--- Task instructions ---
In the records, find each line where "blurred" occurs, and copy it.

[Records drawn from a dataset]
---
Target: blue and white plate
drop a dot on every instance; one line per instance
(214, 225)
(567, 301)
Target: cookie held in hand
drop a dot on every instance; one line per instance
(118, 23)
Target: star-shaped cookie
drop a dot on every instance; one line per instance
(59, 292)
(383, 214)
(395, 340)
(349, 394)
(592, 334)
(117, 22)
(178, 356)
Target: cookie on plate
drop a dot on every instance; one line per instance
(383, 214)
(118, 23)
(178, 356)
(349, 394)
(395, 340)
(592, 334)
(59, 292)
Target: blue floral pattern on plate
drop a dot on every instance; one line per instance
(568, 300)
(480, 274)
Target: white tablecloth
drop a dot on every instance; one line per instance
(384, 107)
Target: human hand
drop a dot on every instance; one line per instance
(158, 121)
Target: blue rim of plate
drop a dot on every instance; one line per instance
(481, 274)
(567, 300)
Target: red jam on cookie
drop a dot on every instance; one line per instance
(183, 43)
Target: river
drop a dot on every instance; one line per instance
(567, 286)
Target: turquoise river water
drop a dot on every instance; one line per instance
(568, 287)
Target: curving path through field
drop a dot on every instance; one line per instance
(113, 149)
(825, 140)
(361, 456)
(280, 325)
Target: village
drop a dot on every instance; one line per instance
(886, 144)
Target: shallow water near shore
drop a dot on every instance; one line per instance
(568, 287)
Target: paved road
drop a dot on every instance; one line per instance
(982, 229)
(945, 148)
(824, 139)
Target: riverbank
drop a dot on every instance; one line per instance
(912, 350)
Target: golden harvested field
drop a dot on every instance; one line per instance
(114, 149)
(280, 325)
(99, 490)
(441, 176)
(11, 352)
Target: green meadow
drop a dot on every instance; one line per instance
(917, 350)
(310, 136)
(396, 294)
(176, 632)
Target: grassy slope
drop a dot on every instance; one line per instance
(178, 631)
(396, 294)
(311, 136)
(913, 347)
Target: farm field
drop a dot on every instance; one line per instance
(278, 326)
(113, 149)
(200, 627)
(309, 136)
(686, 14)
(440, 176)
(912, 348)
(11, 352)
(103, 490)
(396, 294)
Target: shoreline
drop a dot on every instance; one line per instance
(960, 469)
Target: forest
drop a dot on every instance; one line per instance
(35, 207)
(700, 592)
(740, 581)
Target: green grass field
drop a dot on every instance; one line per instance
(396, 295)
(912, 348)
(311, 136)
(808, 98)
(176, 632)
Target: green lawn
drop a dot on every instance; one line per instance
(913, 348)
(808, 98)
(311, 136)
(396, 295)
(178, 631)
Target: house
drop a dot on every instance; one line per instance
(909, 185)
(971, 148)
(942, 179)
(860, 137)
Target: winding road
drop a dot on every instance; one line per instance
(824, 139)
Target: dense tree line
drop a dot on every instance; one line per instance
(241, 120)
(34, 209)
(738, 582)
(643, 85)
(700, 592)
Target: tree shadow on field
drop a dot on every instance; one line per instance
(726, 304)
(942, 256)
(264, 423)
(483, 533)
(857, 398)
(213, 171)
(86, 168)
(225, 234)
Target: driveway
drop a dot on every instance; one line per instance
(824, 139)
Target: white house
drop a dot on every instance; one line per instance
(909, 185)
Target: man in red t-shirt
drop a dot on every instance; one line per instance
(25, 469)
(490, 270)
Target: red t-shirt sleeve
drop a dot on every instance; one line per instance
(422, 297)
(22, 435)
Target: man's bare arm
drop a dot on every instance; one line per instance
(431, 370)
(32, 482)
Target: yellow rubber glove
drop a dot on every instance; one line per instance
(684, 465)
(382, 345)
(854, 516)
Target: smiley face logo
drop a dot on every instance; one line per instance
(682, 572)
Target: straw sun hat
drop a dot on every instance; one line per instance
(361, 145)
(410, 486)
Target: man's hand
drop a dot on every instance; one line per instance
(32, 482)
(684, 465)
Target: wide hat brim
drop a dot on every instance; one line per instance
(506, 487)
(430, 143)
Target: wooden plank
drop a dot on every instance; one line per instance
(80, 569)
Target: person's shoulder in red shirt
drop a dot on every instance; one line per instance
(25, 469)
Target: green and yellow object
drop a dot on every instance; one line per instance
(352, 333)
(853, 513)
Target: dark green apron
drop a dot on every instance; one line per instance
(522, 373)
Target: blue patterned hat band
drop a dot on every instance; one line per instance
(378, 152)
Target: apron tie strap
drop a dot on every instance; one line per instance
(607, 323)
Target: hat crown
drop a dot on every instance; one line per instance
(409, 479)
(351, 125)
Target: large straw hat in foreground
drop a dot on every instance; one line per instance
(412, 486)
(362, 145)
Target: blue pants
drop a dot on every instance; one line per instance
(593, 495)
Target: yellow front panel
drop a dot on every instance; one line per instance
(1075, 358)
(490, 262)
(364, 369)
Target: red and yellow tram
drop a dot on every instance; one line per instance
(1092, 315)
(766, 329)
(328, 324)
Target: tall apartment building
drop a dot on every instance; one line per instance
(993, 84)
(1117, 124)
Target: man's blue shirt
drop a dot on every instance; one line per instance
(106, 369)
---
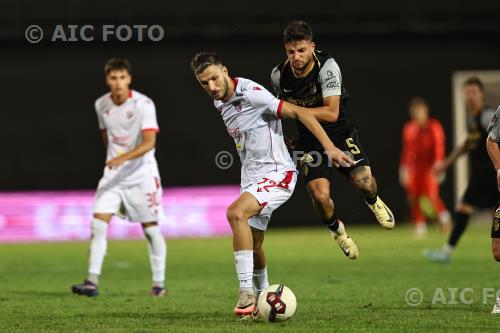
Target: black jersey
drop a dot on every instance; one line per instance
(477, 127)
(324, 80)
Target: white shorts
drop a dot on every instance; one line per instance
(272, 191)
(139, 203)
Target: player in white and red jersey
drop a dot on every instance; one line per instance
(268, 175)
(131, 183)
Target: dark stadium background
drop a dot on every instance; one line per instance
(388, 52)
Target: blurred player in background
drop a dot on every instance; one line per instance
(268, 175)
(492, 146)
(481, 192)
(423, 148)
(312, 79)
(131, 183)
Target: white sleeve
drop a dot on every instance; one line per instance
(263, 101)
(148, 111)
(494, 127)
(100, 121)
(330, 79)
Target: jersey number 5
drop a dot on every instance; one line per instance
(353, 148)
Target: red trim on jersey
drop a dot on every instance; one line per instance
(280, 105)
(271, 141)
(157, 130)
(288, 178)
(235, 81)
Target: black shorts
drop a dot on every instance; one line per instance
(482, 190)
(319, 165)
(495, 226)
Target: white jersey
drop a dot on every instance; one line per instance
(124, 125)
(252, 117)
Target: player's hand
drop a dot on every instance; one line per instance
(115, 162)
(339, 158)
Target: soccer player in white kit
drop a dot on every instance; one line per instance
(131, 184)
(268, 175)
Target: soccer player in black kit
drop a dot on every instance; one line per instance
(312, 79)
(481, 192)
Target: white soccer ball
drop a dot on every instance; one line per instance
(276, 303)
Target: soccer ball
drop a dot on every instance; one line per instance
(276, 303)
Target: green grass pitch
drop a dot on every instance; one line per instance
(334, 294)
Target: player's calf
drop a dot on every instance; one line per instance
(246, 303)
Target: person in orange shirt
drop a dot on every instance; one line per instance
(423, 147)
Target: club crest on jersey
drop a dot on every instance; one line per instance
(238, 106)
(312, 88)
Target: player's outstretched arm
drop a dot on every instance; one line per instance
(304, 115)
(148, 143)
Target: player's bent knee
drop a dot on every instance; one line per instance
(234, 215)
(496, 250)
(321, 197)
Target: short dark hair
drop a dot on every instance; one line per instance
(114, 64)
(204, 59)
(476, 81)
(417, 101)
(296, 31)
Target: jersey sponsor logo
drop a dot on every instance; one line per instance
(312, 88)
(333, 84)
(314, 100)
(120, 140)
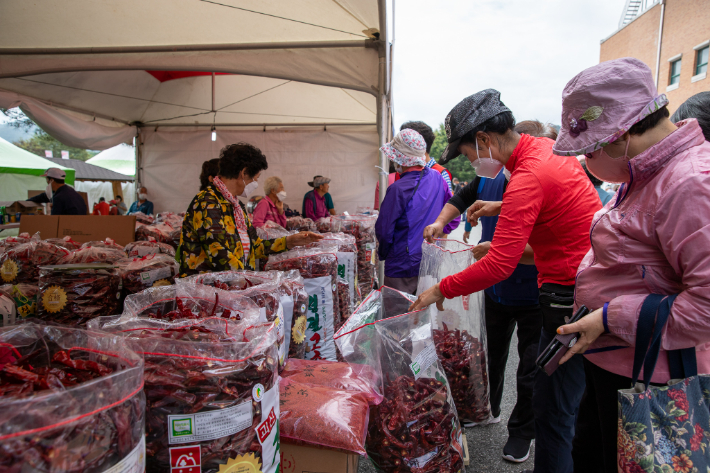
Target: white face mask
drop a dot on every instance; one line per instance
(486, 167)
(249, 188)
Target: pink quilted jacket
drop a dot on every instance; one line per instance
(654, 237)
---
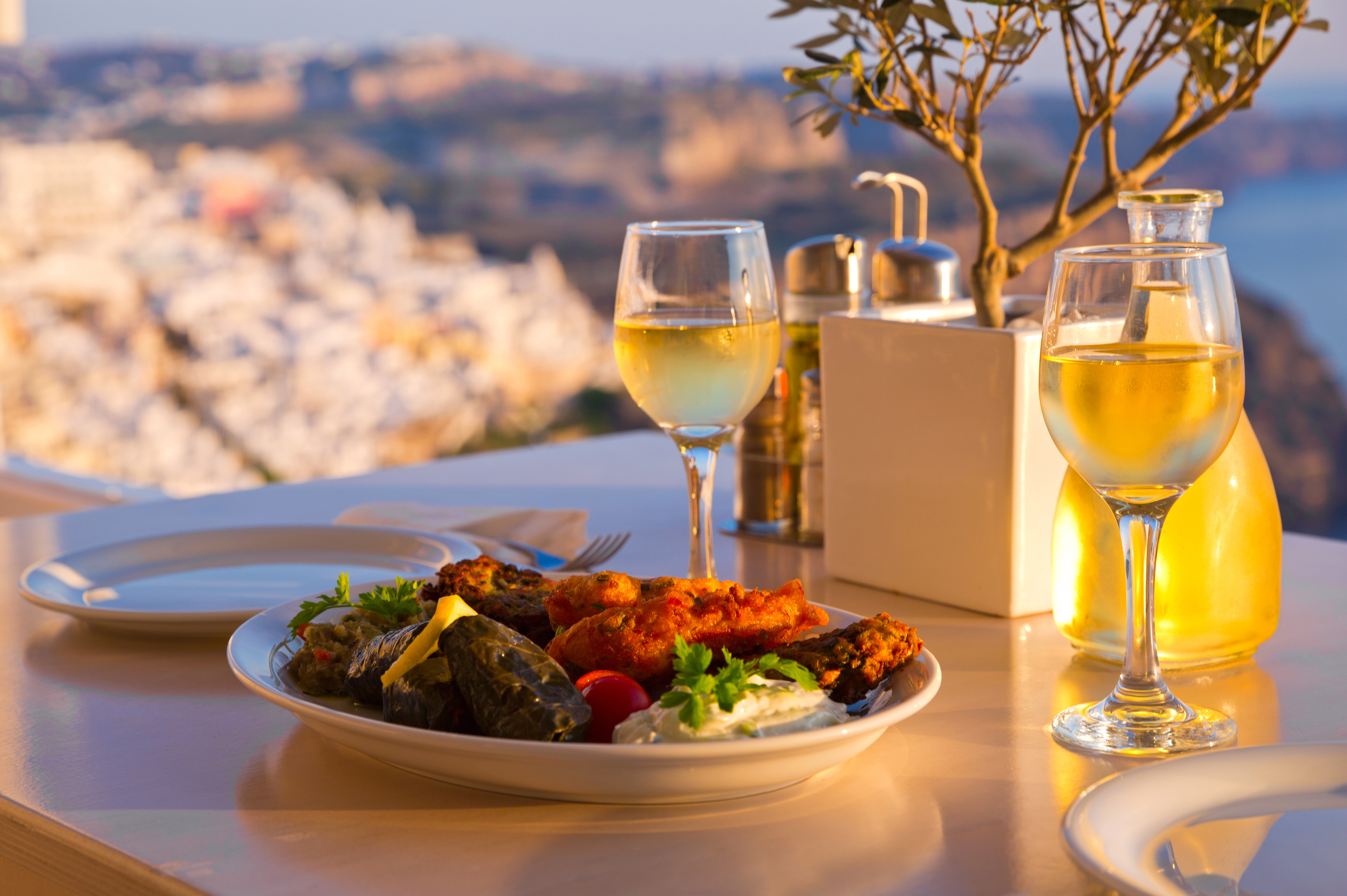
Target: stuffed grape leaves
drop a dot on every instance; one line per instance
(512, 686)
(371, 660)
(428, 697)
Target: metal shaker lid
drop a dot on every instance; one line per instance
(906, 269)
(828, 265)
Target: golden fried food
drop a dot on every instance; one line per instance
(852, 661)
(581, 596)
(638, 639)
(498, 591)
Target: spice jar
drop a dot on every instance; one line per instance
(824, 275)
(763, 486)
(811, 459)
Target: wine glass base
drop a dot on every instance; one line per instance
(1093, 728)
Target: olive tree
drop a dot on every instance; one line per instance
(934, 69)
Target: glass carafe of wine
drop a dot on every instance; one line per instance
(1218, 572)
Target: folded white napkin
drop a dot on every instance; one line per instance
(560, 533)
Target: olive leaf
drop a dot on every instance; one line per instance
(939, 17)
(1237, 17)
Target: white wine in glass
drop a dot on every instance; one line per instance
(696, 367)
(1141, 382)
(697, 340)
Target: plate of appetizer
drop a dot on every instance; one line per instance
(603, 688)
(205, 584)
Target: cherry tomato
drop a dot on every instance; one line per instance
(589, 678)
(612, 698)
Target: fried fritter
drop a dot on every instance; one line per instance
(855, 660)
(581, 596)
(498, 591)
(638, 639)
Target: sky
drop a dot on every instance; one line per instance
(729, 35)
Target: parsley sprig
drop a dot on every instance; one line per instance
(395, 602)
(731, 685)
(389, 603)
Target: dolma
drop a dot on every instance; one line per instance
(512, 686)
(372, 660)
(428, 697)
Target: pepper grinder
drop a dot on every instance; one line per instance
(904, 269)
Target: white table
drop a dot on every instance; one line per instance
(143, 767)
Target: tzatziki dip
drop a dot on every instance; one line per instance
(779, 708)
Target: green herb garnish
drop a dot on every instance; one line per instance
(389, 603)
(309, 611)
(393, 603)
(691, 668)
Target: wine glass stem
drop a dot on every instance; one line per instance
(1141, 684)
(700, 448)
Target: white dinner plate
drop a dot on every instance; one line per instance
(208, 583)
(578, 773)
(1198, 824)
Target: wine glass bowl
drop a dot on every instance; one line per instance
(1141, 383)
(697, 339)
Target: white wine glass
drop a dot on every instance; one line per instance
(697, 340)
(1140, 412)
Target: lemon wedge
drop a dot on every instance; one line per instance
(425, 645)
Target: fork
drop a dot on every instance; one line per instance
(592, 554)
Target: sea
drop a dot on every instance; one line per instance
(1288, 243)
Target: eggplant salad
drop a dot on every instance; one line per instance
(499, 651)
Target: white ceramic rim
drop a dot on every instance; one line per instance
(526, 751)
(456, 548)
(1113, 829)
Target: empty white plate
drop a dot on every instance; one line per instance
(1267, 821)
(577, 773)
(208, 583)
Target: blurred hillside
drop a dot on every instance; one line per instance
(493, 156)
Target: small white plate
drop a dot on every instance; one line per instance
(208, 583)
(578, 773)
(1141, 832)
---
--- Finished task ---
Target: blurred player in background
Target: blurred hillside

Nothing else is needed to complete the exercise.